**Goal**
Exactly and only the lines from the line holding "[locate] the white cloud" to the end of the records should be reproduced. Leave pictures out.

**Data in this exercise**
__________________________________________________
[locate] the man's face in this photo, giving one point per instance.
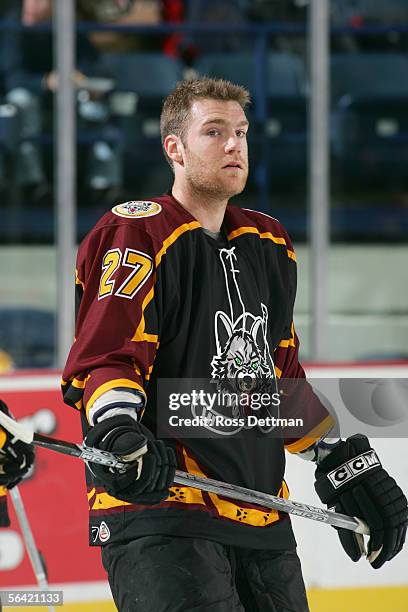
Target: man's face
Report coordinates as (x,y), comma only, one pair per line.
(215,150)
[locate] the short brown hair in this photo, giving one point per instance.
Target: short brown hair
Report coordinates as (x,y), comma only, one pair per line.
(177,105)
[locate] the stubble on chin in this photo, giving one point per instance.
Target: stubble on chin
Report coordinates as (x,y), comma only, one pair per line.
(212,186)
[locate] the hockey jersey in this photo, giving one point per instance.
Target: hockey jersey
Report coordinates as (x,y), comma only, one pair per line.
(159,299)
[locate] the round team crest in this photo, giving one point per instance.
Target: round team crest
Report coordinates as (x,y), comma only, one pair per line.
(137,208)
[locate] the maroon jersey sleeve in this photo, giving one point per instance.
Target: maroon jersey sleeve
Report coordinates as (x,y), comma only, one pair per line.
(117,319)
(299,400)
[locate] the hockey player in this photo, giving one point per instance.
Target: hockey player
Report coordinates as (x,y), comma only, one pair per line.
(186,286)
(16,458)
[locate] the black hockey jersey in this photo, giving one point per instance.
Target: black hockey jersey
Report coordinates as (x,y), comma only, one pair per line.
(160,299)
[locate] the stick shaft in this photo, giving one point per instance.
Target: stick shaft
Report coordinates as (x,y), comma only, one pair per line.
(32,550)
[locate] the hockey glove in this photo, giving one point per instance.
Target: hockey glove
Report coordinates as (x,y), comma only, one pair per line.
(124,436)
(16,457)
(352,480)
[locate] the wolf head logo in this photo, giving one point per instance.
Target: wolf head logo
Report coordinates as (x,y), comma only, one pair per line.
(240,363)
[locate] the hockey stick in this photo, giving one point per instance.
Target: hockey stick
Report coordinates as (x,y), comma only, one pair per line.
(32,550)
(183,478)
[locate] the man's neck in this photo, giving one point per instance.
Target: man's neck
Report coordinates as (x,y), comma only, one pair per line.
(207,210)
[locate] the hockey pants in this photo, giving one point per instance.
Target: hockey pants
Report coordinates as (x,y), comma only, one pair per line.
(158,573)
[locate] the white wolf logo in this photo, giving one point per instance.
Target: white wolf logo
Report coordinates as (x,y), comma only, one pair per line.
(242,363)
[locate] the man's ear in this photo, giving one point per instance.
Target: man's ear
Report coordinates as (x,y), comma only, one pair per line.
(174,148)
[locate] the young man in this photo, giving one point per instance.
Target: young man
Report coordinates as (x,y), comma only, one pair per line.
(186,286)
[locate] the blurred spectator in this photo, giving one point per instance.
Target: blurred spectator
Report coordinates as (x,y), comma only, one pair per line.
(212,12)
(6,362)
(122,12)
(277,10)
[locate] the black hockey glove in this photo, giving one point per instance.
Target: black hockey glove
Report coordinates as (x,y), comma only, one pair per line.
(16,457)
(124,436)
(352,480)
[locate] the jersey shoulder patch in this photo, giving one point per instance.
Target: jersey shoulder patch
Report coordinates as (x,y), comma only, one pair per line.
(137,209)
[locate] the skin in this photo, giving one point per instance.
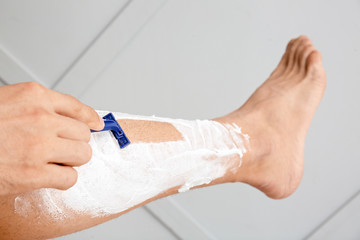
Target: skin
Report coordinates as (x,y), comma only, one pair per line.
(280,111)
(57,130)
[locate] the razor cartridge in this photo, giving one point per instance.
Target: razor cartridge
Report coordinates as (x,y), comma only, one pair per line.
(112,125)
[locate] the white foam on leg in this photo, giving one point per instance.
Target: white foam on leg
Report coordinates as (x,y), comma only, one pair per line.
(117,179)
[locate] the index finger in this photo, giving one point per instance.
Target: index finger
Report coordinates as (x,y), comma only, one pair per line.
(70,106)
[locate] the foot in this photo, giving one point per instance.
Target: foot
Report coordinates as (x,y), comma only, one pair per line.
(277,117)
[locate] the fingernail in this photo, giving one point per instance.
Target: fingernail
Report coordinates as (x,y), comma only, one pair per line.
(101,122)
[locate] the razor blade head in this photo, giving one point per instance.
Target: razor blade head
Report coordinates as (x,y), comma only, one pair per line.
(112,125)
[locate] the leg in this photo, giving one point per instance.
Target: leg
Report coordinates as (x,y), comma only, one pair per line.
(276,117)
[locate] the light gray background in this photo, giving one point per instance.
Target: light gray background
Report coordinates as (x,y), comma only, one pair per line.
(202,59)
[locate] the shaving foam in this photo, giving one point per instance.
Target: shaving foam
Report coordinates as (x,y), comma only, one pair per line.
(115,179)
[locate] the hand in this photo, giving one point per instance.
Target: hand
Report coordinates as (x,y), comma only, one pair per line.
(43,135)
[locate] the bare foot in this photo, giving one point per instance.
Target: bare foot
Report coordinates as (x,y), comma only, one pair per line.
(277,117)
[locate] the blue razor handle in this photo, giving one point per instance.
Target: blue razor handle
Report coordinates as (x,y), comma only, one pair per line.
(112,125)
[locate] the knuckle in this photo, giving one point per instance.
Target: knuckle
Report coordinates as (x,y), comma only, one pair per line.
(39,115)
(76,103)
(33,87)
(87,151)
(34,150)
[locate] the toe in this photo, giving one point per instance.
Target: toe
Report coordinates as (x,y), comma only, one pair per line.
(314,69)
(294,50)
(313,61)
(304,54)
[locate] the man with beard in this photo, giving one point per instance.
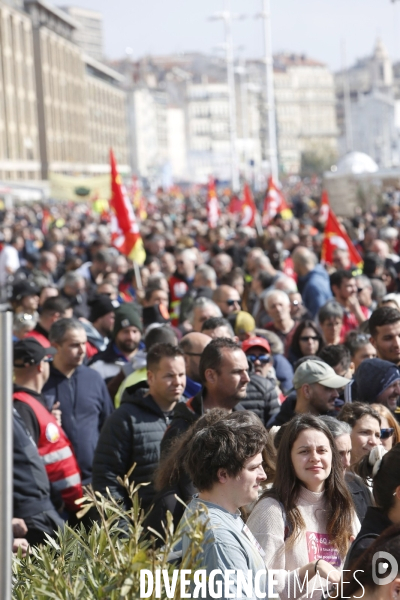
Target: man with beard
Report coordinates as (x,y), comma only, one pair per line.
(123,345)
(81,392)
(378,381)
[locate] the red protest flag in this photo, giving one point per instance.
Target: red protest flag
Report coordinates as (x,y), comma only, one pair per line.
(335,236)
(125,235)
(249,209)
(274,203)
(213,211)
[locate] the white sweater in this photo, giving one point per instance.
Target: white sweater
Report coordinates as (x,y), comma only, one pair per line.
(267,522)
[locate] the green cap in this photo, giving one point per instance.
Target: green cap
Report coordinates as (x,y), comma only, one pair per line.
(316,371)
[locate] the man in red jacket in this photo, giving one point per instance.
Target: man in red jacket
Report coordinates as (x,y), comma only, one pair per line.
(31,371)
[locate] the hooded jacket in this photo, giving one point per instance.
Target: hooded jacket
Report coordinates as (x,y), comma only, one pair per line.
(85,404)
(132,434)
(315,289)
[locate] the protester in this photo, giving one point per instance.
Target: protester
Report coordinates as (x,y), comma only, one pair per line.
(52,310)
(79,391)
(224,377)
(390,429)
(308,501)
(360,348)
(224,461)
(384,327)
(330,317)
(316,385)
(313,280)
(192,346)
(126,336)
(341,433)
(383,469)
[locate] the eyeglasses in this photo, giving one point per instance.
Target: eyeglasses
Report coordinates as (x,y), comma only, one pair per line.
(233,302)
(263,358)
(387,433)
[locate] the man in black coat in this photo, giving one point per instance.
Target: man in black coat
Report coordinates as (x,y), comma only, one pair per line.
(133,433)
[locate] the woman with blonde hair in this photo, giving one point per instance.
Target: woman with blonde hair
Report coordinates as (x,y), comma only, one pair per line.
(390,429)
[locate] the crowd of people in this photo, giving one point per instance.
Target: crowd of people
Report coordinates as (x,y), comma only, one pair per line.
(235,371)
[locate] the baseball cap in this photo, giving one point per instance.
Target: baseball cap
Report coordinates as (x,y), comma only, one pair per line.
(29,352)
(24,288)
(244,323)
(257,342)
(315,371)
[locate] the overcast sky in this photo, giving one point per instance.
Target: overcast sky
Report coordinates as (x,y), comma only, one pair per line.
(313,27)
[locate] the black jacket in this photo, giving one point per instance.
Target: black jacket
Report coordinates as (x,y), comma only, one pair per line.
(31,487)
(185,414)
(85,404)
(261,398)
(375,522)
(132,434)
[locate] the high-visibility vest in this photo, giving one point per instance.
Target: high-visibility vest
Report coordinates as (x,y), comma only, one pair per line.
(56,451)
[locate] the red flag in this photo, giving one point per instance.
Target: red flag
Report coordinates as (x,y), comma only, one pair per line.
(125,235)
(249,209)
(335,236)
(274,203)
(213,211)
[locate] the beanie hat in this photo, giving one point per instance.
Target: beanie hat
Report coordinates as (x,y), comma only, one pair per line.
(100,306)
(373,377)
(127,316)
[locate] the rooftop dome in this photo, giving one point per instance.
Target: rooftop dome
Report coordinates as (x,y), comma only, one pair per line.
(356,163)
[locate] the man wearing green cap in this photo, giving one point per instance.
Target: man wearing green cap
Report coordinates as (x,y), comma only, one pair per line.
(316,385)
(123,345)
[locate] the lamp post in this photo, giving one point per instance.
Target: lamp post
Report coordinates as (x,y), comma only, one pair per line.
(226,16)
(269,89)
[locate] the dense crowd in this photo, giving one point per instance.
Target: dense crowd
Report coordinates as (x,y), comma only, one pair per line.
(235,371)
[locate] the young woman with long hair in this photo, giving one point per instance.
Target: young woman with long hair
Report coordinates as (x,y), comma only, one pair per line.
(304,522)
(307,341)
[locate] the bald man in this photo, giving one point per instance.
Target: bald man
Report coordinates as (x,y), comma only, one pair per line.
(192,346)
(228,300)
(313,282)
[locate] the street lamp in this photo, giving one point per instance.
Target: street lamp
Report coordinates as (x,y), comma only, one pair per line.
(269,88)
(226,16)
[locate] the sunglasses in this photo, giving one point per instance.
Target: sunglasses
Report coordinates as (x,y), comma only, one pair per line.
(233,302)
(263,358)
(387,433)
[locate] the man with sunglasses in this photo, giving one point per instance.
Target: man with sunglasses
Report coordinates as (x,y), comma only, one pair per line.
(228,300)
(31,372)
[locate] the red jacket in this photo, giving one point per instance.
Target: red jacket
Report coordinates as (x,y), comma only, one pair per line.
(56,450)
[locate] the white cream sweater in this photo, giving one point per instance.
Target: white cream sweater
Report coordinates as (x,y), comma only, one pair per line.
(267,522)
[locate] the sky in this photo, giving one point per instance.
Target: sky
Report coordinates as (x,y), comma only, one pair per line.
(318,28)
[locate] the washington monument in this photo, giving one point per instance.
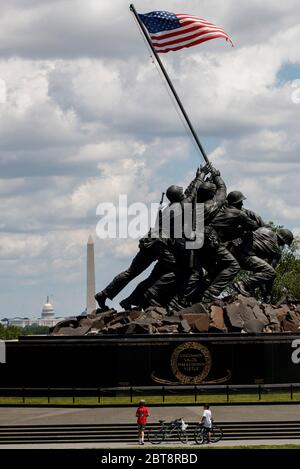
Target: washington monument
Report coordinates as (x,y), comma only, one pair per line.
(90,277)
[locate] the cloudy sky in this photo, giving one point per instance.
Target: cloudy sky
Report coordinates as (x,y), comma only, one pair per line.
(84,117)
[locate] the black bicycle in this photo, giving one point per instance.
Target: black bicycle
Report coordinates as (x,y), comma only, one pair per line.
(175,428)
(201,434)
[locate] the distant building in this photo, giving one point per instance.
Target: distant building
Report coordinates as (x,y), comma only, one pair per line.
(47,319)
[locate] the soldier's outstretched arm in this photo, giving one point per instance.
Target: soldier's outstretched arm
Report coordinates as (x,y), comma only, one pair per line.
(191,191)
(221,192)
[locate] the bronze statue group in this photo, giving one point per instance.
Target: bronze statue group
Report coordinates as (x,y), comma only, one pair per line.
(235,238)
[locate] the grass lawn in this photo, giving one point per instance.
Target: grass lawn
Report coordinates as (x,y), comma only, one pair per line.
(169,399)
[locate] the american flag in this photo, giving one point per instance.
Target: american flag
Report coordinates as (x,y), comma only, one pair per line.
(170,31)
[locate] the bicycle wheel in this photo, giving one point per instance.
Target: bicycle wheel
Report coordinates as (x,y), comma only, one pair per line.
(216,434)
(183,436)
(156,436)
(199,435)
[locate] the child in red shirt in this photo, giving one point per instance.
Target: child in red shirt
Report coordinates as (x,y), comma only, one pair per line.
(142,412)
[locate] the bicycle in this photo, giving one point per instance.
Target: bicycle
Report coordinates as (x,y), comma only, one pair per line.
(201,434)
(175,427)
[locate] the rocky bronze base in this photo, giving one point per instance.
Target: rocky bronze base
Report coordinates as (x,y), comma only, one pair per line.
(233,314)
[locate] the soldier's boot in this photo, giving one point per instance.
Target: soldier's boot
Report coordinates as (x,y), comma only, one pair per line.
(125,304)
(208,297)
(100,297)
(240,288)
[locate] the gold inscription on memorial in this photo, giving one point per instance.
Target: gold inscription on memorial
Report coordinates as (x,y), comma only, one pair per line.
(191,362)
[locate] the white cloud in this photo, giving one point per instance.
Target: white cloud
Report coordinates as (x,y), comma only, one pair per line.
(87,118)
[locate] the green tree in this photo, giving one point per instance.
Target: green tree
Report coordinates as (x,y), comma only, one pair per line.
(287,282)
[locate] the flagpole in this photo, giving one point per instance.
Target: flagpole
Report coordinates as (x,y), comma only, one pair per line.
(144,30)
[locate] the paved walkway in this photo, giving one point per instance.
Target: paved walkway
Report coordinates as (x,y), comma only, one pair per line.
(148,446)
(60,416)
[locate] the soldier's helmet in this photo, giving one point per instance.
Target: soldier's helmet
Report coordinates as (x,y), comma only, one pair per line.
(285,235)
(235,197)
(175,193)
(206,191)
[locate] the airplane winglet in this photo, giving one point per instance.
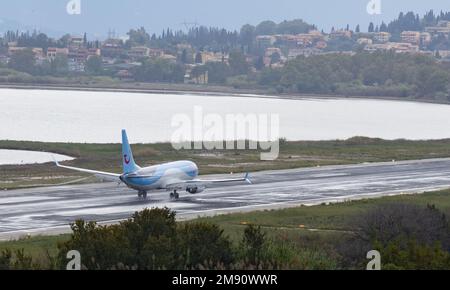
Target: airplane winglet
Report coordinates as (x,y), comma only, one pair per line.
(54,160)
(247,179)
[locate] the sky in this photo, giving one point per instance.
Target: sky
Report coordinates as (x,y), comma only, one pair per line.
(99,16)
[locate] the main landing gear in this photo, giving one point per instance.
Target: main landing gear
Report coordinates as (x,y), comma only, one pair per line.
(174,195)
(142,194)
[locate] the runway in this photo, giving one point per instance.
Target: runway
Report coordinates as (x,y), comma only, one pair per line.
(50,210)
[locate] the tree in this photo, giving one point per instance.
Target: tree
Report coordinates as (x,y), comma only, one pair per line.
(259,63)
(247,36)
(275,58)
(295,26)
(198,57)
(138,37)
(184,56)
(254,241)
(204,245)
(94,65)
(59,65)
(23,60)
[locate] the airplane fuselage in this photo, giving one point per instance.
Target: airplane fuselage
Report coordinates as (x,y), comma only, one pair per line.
__________________________________________________
**Result**
[locate] the white cloud in this photo, giving one point per instance.
Target: white cloud
Report coordinates as (x,y), comma only, one pair per line.
(87,118)
[locate] the green tree in this photo, giving one point per instance.
Target: green tree
Report coordinates as (x,y), comma only, one pair per line.
(287,282)
[locate] the flagpole in this photo, giving one point per instance.
Target: flagpole
Report coordinates as (x,y), comma only, one pair per line.
(144,30)
[locate] the paved walkway in this photo, giving one point per instance.
Target: paved walkway
Report coordinates as (x,y), comma only, one pair per line.
(148,446)
(60,416)
[locate] the soldier's helmet in this photo, giving one point per instance.
Target: soldier's helmet
Report coordinates as (x,y), comma only, one pair per line.
(285,235)
(235,197)
(175,193)
(206,191)
[locate] the airplane winglet in this photo, giving one point per instance.
Target: airplane winglet
Report coordinates as (x,y), comma only, one pair per line.
(54,160)
(247,179)
[locate] the sky in this photo, giving one point per instance.
Target: sky
Report coordinates as (x,y), comma only, one pair per line.
(99,16)
[locate] the main landing gear in this photo, giving one point per instance.
Target: main landing gear
Report coordinates as (x,y), comma only, one pair per line.
(174,195)
(142,194)
[locate] the runway in this photo, giving one point per instance.
Target: runway
Report coordinates as (x,y), comma only, one pair per line.
(50,210)
[locate] the tree in this photo, giving one point per instance.
Target: tree
Report coordinates as (x,y), comma only, one pair per line.
(259,63)
(247,36)
(275,58)
(295,26)
(198,57)
(138,37)
(184,56)
(254,241)
(204,245)
(94,65)
(59,65)
(23,60)
[locate] the airplane fuselage in this photo, giving one point per instance.
Target: airplane fuselage
Report coordinates as (x,y), comma only, one pair per line.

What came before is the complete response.